### [What needs to be done]
Present every line of the data below as a numbered list, leaving out any blank lines.

### [Supplied material]
[Start]

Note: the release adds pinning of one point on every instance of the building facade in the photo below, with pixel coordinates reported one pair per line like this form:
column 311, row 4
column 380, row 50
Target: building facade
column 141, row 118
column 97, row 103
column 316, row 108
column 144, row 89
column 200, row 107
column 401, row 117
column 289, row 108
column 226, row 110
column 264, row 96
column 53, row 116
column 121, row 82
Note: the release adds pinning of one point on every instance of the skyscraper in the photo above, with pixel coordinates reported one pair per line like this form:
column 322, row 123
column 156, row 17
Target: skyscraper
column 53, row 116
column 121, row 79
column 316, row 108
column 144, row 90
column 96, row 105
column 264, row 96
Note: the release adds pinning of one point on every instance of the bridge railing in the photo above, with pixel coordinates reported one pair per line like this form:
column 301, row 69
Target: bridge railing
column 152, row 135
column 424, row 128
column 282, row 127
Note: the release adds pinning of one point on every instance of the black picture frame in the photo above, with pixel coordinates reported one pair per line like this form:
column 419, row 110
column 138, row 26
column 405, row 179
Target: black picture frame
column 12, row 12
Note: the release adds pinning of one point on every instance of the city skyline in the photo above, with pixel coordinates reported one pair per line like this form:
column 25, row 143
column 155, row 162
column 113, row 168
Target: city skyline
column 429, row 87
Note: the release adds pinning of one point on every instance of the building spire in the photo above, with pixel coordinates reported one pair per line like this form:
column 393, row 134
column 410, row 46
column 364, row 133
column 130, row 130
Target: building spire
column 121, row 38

[End]

### [Answer to the task]
1. Note: the release adds pinning of one point on every instance of the building facade in the photo below, with pixel coordinates reported one pair per line like this form:
2. column 311, row 4
3. column 380, row 50
4. Target: building facade
5. column 141, row 118
6. column 97, row 103
7. column 316, row 108
8. column 144, row 89
9. column 200, row 107
10. column 401, row 117
11. column 289, row 108
12. column 226, row 110
13. column 264, row 96
14. column 53, row 116
15. column 121, row 82
16. Note: the release adds pinning of one point on every instance of the skyscraper in the photo above, with pixel coordinates reported one pair per line like this form:
17. column 322, row 123
18. column 156, row 17
19. Target: skyscraper
20. column 53, row 116
21. column 121, row 79
22. column 316, row 108
23. column 144, row 90
24. column 96, row 105
25. column 264, row 96
26. Note: the release adds pinning of one point on every instance of the bridge railing in the photo above, with pixel coordinates reported one pair per line like this form:
27. column 301, row 69
28. Target: bridge railing
29. column 152, row 135
30. column 424, row 128
31. column 282, row 127
32. Note: the release adds pinning of one point on every instance of the black picture frame in the photo above, with pixel coordinates reported one pair per line like this form:
33. column 419, row 110
34. column 138, row 26
35. column 405, row 179
36. Target: black picture frame
37. column 12, row 12
38. Note: the release adds pinning of one point on every instance of the city skyline in the photo above, with pixel coordinates reported one pair per line like this form:
39. column 25, row 143
40. column 155, row 162
41. column 113, row 168
42. Target: city skyline
43. column 429, row 87
44. Note: the release adds pinning of one point on every instance of the building spire in the photo above, with pixel coordinates reported one pair per line like this form:
45. column 393, row 134
46. column 410, row 46
47. column 364, row 133
48. column 130, row 130
49. Target: building spire
50. column 121, row 38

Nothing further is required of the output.